begin TASK DATA
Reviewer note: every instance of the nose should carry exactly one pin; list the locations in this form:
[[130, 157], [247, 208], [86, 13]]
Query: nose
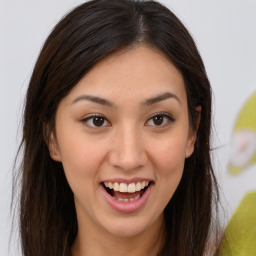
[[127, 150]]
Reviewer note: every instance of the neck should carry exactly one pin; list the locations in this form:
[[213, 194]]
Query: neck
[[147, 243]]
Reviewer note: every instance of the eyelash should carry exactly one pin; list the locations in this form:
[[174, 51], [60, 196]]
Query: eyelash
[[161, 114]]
end TASK DATA
begin TASK DATA
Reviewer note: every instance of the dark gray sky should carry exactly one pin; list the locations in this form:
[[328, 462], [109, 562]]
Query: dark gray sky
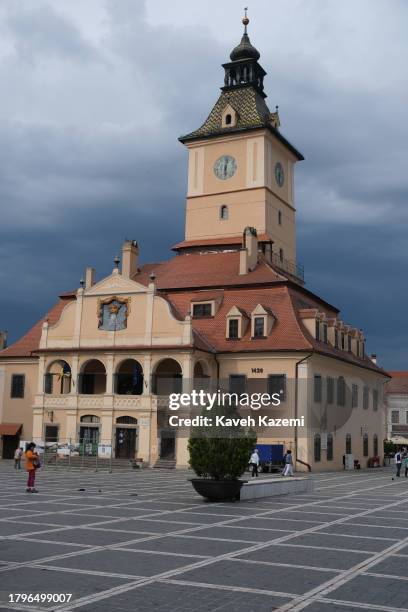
end TASK DATA
begin TASK DATA
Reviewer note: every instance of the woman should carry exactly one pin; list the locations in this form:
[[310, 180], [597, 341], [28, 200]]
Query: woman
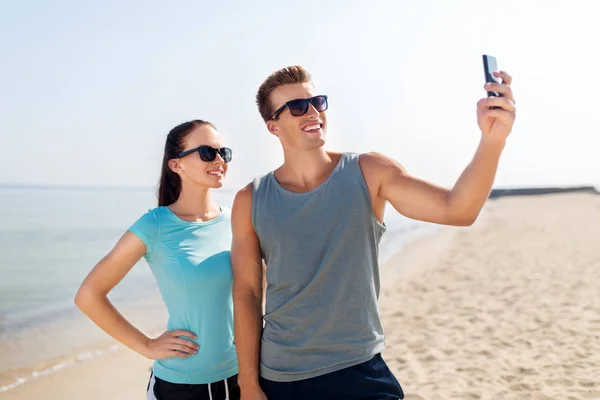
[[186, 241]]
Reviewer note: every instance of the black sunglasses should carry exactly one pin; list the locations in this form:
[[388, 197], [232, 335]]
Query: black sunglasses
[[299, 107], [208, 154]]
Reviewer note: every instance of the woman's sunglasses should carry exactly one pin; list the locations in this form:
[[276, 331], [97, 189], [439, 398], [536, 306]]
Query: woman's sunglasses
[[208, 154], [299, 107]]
end TASK DATA
- DIRECTIVE
Copy the data word for word from the line that contains "Reviewer note: every instance of the woman should" through the line that contains "[[208, 154], [299, 107]]". Leave the pictures out.

- RESULT OF THIS EXERCISE
Reviewer note: every instance of the woman should carry exactly one pin; list the locations in this form:
[[310, 180], [597, 341], [28, 200]]
Query: woman
[[186, 241]]
Reviewer note: every instance of the black sunglasses should carry exactly one pin; list the locations in this form:
[[388, 197], [232, 335]]
Query: black sunglasses
[[299, 107], [208, 154]]
Reviewer note: every instance of the woman's sunglasses should carry exactly one pin; list the locations in this form:
[[276, 331], [97, 189], [439, 398], [536, 306]]
Query: woman's sunglasses
[[208, 154], [299, 107]]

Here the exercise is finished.